Start of Extract provided

We were hot for about a month and she wierded out on me, really bizarre behavior and even attempted suicide by eating a bottle of Gelprin(asprin). 

Work turned ugly, her dad grew to hate me but I was nothing but nice to the girl, she was the nut job. Luckily she and then her dad ended up leaving the business so that turned out OK.

And then.....twenty fives years later her son married my good friends daughter. I didn't recognize anyone until they introduced the families at the reception, then it was a WOW moment. I spoke with her for a few minutes but she was so sloppy drunk I couldn't wait to get away.


----------



## Personal (Jan 16, 2014)

RandomDude said:


> Did you meet your SO at work?


Yes



> Are you working with your SO right now?


No



> What was your first date like?


We'd started going to lunch together, a few times a week, I asked her to do that in the first place, yet I didn't push since she said she was with another guy (it wasn't serious), and I was dating another woman briefly as well.

Then on the day of our first date, my wife started acting a bit nervous. Which she followed by asking me if I would like to go to lunch with her that day, but not as work mates, instead explicitly as a proper romantic date together. So I said yes, and her idea of a date was to drag me to a protest rally (about something?) in a big park in the CBD.

Anyway because she said it was a date there was some tension and excitement. So after walking up there, with me being me, I was a bit dismissive of the protest she dragged me to. So when I found a woman who was handing out balloons for the protest, I took several and started sucking the helium out of them, making fun of the event. While also encouraging her to suck the helium and talk as well, since she'd never done that before.

Then as our time was running out we kissed each other a bit. So I asked her if she was up to carrying on later in the evening when work was finished. And since she said yes we had our 2nd date when work finished. So we walked around the city, chatted, had fun, and I took her to a game arcade and we played computer games together. We also went to a cafe and got a feed, had a couple of drinks.

End of Extract provided
Start of Extracted information

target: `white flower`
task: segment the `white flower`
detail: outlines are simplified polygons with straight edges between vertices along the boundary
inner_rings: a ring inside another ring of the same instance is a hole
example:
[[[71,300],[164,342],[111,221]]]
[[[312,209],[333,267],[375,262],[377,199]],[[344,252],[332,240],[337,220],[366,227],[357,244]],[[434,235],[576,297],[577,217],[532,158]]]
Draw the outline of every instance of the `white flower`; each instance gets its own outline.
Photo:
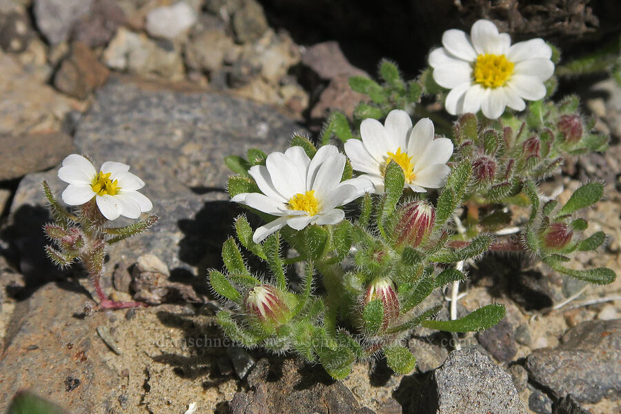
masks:
[[[498,33],[493,23],[479,20],[470,36],[451,29],[442,35],[444,48],[429,55],[433,79],[451,89],[444,105],[451,115],[476,113],[495,119],[506,106],[525,107],[524,99],[537,101],[546,95],[544,81],[554,73],[552,50],[542,39],[511,46],[506,33]]]
[[[453,155],[453,143],[448,138],[433,139],[433,123],[428,118],[412,128],[407,112],[395,109],[386,117],[384,125],[376,119],[364,119],[360,135],[362,141],[345,143],[345,153],[353,169],[373,181],[376,193],[384,193],[384,174],[391,161],[403,170],[405,187],[417,193],[444,185],[451,172],[446,164]]]
[[[129,166],[108,161],[99,171],[84,157],[72,154],[63,160],[58,177],[69,185],[63,191],[63,201],[80,206],[95,198],[99,211],[108,220],[119,215],[137,219],[153,207],[150,200],[138,193],[144,181],[129,172]]]
[[[308,224],[336,224],[345,217],[337,207],[373,190],[368,180],[354,178],[341,182],[345,156],[333,145],[320,148],[313,159],[300,146],[267,156],[265,166],[249,173],[263,194],[243,193],[231,199],[279,218],[259,227],[253,240],[259,243],[286,224],[301,230]]]

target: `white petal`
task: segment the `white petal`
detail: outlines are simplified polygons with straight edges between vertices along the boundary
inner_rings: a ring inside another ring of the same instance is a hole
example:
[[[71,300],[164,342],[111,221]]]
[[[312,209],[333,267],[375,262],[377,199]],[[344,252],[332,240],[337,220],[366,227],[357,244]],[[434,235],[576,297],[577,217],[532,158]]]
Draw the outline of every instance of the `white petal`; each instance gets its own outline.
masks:
[[[93,176],[97,175],[97,171],[95,170],[95,166],[93,166],[92,163],[88,161],[88,159],[85,157],[82,157],[81,155],[78,155],[77,154],[72,154],[70,155],[68,155],[63,160],[63,166],[71,166],[73,167],[76,167],[80,170],[82,170],[86,172],[88,175]]]
[[[514,75],[507,83],[520,97],[529,101],[538,101],[546,96],[543,82],[534,77]]]
[[[433,80],[447,89],[452,89],[457,85],[469,81],[471,75],[472,66],[463,61],[444,63],[433,69]]]
[[[531,39],[511,46],[506,57],[512,62],[520,62],[535,57],[549,59],[552,57],[552,49],[542,39]]]
[[[490,119],[497,119],[504,112],[506,97],[502,88],[491,90],[481,103],[483,115]]]
[[[549,59],[537,57],[518,62],[513,68],[513,75],[524,75],[538,78],[544,82],[554,73],[554,63]]]
[[[412,128],[412,119],[408,112],[400,109],[391,110],[386,117],[384,128],[388,135],[395,137],[397,145],[404,151],[406,139]]]
[[[489,20],[477,20],[470,30],[472,44],[479,55],[502,54],[502,41],[496,25]]]
[[[302,166],[296,166],[282,152],[272,152],[265,161],[274,188],[288,199],[306,191],[306,183],[302,175]]]
[[[464,98],[466,97],[466,91],[470,88],[470,79],[466,82],[464,82],[461,85],[457,85],[451,90],[448,95],[446,95],[446,100],[444,101],[444,107],[451,115],[463,113]]]
[[[397,140],[386,133],[384,126],[377,119],[368,118],[362,121],[360,136],[366,150],[377,162],[383,162],[387,152],[397,150]]]
[[[95,196],[90,184],[69,184],[63,191],[61,197],[66,204],[69,206],[80,206]]]
[[[282,215],[282,210],[285,207],[282,202],[258,193],[247,193],[243,202],[237,202],[272,215]]]
[[[90,172],[89,170],[76,166],[63,166],[58,170],[58,177],[70,184],[90,185],[97,176],[95,168],[92,168],[92,174]]]
[[[434,131],[433,123],[429,118],[423,118],[412,128],[408,142],[408,155],[412,157],[414,164],[418,162],[427,146],[431,143]]]
[[[288,219],[288,217],[278,217],[275,220],[270,221],[265,226],[262,226],[255,230],[255,234],[253,235],[253,241],[255,243],[261,243],[270,234],[282,228],[282,227],[286,224]]]
[[[277,199],[283,203],[288,200],[274,188],[274,184],[272,183],[272,177],[270,177],[270,173],[265,166],[253,166],[248,170],[248,174],[255,179],[257,186],[262,193],[268,197]],[[235,196],[235,197],[237,197]],[[233,198],[235,199],[235,197]],[[232,201],[237,201],[237,200]]]
[[[135,191],[144,187],[144,181],[128,171],[120,171],[110,174],[110,179],[118,180],[119,186],[124,191]]]
[[[308,225],[308,223],[310,222],[311,219],[313,219],[313,216],[307,215],[297,217],[288,217],[287,219],[287,226],[293,230],[302,230]]]
[[[112,172],[112,175],[115,175],[119,172],[124,172],[129,171],[129,166],[122,162],[116,162],[114,161],[106,161],[101,164],[99,168],[104,174]]]
[[[451,168],[445,164],[433,164],[416,174],[412,184],[427,188],[440,188],[446,183]]]
[[[133,198],[127,197],[130,193],[120,193],[112,197],[121,204],[121,215],[128,219],[137,219],[140,217],[140,206]]]
[[[333,208],[326,213],[318,214],[313,217],[313,222],[320,226],[324,224],[336,224],[345,218],[345,212],[340,208]]]
[[[144,194],[138,193],[137,191],[125,192],[121,190],[121,193],[119,194],[122,195],[125,198],[132,200],[135,203],[138,204],[141,213],[150,211],[151,209],[153,208],[153,204],[151,203],[151,200]]]
[[[121,215],[122,211],[121,202],[113,196],[108,194],[97,195],[95,197],[95,201],[97,207],[99,208],[99,211],[108,220],[116,220]]]
[[[313,157],[313,159],[310,160],[310,164],[308,164],[306,177],[306,188],[310,189],[313,183],[315,181],[315,177],[317,175],[317,172],[319,171],[319,168],[322,166],[322,164],[326,162],[326,159],[338,153],[338,148],[333,145],[324,145],[317,150],[315,157]]]
[[[356,171],[380,174],[379,163],[371,157],[359,139],[348,139],[345,142],[345,153],[351,161],[351,166]]]
[[[477,52],[472,47],[470,37],[462,30],[451,29],[444,32],[442,46],[451,55],[464,61],[473,61],[477,59]]]
[[[484,89],[478,83],[475,83],[469,88],[464,95],[462,113],[472,112],[475,114],[479,112],[479,110],[481,109],[481,103],[487,95],[486,91],[486,89]]]
[[[296,165],[301,166],[300,169],[304,171],[304,175],[306,177],[310,159],[306,155],[304,149],[299,146],[293,146],[287,148],[285,155],[290,158]]]
[[[427,146],[427,148],[413,172],[418,172],[418,171],[424,170],[426,166],[432,164],[446,164],[452,155],[453,141],[448,138],[436,138]]]
[[[310,188],[315,190],[315,197],[322,197],[339,185],[345,168],[345,159],[342,154],[335,154],[322,164]]]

End of Extracted information

■ Task directions ■
Continue the forum thread about dating someone met at work, picking up right after its last sentence.

■ Exercise answer ■
Then we saw Trainspotting together at the cinema (and we both loved that film). Now since our day didn't start out with plans to go on an evening date in winter, she was getting cold so I gave her my suit jacket to wear, while I froze my behind.

We then ended up at hers, catching a bus so it took 15 minutes, and we spent the night talking heaps, heavy petting (no sex since she didn't want me to find out she hadn't shaved her legs). And we then went to sleep together in her bed. And in the morning we went to work together (catching the train) with me in the clothes I wore to work the day before.

Also on her asking me out on our first date. She later told me, I was the first guy she'd ever asked out and I was the only man she'd dated who was shorter than her (she's 5'7" without shoes on). She also said she asked me, to get to me before another woman from another floor asked around our office if I was available. And finally she has also said, that if I wasn't really good looking (then), she wouldn't have asked me out either. Oh and she thought I was like no man she'd ever met, and she liked that.

I said yes because she was really sexy and hot and I had fun hanging out with her.



> How did it feel seeing each other at work after dating?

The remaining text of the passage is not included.